Simone e Dolores têm consciência de que a prisão não reeduca, nem sociabiliza, mas que a convivência dentro dos presídios só alimenta a revolta inconsequente, aprimora o vínculo com o banditismo e a violência. Relatam casos de agressões na prisão. Dolores disse que teve que pagar R$ 800 para que seu filho pudesse ter um espaço para dormir, e Simone contou a degradação que seu filho, usuário de crack, passava dentro do presídio, a ponto de sensibilizar o chaveiro, que a ajudou a transferir o rapaz para a ala de triagem, para que ele não morresse. O envolvimento dessas mulheres com o sofrimento dos filhos é tal que, em determinado momento, Dolores diz que as mães sofrem mais que eles por vê-los em situação de degradação, de humilhação e desumanidade.

As duas falam que tentaram salvá-los. Dolores saía de casa de madrugada para buscar o filho em outro bairro. Ia perambulando pelas ruas até encontrá-lo e levá-lo para casa. Simone diz que assistia seu filho se consumindo e que convenceu os familiares a deixá-lo se drogar dentro de casa, para não perdê-lo, e que quase conseguiu interná-lo numa instituição ligada à igreja evangélica, mas ele foi preso depois de passar por três triagens da instituição.

Perguntamos como são tratadas nas visitas. Elas dizem que o público que frequenta os presídios é de 100 mulheres para 10 homens, e que ficam sob o sol escaldante ouvindo pilhérias dos guardas, que as agridem verbalmente, humilham. Questionam os biscoitos que elas levam, e dizem que seus filhos, bandidos, não merecem suas visitas nem os “mimos” que elas levam para eles.

(Dados do exercício):
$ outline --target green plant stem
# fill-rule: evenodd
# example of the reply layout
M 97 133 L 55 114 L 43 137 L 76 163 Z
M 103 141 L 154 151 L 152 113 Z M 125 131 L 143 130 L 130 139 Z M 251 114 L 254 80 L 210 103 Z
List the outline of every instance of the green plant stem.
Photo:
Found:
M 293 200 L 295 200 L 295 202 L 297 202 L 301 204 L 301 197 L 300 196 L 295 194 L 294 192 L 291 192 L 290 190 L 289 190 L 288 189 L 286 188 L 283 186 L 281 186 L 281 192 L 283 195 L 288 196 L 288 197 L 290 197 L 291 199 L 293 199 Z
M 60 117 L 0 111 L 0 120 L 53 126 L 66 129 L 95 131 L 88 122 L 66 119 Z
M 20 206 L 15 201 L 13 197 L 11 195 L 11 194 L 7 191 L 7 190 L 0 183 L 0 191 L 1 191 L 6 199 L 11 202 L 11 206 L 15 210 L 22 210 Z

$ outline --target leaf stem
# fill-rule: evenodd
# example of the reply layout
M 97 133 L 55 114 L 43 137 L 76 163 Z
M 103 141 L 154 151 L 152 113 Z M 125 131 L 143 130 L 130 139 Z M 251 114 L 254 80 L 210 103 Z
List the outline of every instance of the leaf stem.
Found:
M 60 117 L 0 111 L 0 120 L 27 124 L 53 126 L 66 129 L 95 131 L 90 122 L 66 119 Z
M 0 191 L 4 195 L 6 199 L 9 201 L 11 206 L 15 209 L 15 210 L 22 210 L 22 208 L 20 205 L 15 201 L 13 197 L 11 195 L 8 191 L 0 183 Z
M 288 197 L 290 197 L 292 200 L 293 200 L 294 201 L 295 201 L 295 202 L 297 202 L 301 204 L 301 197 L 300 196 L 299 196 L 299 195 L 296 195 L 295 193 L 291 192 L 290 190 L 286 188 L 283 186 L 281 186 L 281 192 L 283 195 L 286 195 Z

(Instruções):
**A.** Segundo o trecho de origem, quanto Dolores teve que pagar para que o filho pudesse ter um espaço para dormir?
**B.** Expresse como lista JSON de strings, uma para cada linha e sem as linhas em branco, as linhas dos registros desde o início até a linha que contém "M 20 206 L 15", incluindo ambas as extremidades.

(Respostas às tarefas):
**A.** R$ 800.

**B.**
[
  "$ outline --target green plant stem",
  "# fill-rule: evenodd",
  "# example of the reply layout",
  "M 97 133 L 55 114 L 43 137 L 76 163 Z",
  "M 103 141 L 154 151 L 152 113 Z M 125 131 L 143 130 L 130 139 Z M 251 114 L 254 80 L 210 103 Z",
  "List the outline of every instance of the green plant stem.",
  "Photo:",
  "Found:",
  "M 293 200 L 295 200 L 295 202 L 297 202 L 301 204 L 301 197 L 300 196 L 295 194 L 294 192 L 291 192 L 290 190 L 289 190 L 288 189 L 286 188 L 283 186 L 281 186 L 281 192 L 283 195 L 288 196 L 288 197 L 290 197 L 291 199 L 293 199 Z",
  "M 60 117 L 0 111 L 0 120 L 53 126 L 66 129 L 95 131 L 88 122 L 66 119 Z",
  "M 20 206 L 15 201 L 13 197 L 11 195 L 11 194 L 7 191 L 7 190 L 0 183 L 0 191 L 1 191 L 6 199 L 11 202 L 11 206 L 15 210 L 22 210 Z"
]